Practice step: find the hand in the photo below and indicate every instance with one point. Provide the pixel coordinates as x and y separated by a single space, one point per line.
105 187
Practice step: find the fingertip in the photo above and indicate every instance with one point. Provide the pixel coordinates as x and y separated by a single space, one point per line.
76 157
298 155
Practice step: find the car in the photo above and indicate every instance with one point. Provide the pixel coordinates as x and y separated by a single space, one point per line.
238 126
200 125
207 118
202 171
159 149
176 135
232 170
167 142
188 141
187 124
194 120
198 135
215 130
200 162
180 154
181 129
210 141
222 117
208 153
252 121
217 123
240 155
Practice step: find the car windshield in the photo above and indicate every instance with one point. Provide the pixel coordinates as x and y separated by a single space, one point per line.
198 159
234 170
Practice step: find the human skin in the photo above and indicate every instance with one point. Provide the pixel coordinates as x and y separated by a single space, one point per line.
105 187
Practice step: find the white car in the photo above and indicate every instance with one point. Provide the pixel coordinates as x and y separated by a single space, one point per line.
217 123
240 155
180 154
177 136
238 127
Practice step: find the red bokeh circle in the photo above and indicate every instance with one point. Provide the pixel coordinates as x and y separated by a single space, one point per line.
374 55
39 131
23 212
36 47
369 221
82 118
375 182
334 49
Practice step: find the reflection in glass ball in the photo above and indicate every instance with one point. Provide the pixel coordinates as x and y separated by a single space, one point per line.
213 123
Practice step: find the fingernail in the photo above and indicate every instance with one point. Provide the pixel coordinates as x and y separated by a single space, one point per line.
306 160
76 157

---------------

== Exercise requirements ==
Swap "pixel coordinates" for "image coordinates" everywhere it occurs in the rows above, and write those rows out again with nothing else altered.

== Solution to this exercise ==
Practice step: find the hand in the photo below and indicate every instance with one point. Provide the image coordinates as x and y separated by a single space, one point per line.
105 187
Practice step: find the fingertip in the photo above and indicate every instance with one point. Provide the image coordinates as x and y separated by a single space, one point per line.
76 157
298 155
Practice step: find the car in the photo above and indicate every instance with one point. Provide the image coordinates as x and y separated by a single space, one point per line.
238 126
200 125
207 118
202 171
159 149
176 135
232 170
167 142
188 141
187 124
194 120
198 135
215 130
200 162
180 154
181 129
210 141
222 117
208 153
252 121
217 123
240 155
Practice step: find the car windshield in the photo above and indicate every instance with one point. Provide the image coordinates as x and y separated by a single space, one point per line.
198 159
234 170
Practice step: find the human skin in the photo above and indicate every instance with one point. Provide the image coordinates as x and y separated by a single space, one point per line.
105 187
Practice step: find the white car in the photo above and indicate every instance with one point. Provide the image coordinates as x and y separated by a single space, one point per line.
217 123
240 155
180 154
177 136
238 127
Practice step: find the red bokeh circle in the photo above and indicate every instance with one point. Provide the image coordinates as x and y separated by a single space, one point per line.
374 55
39 131
23 212
36 47
369 221
82 118
375 182
334 49
Practice step: find the reflection in glass ball in the photo above and indicate every instance with one point. Provide the image coordinates as x and y separated by a single space, one point per line.
213 123
Practice step: find the fingernail in the photo above and indicate every instance with one point. Provide the image coordinates as x and y separated by a single space, one point per line.
306 160
76 157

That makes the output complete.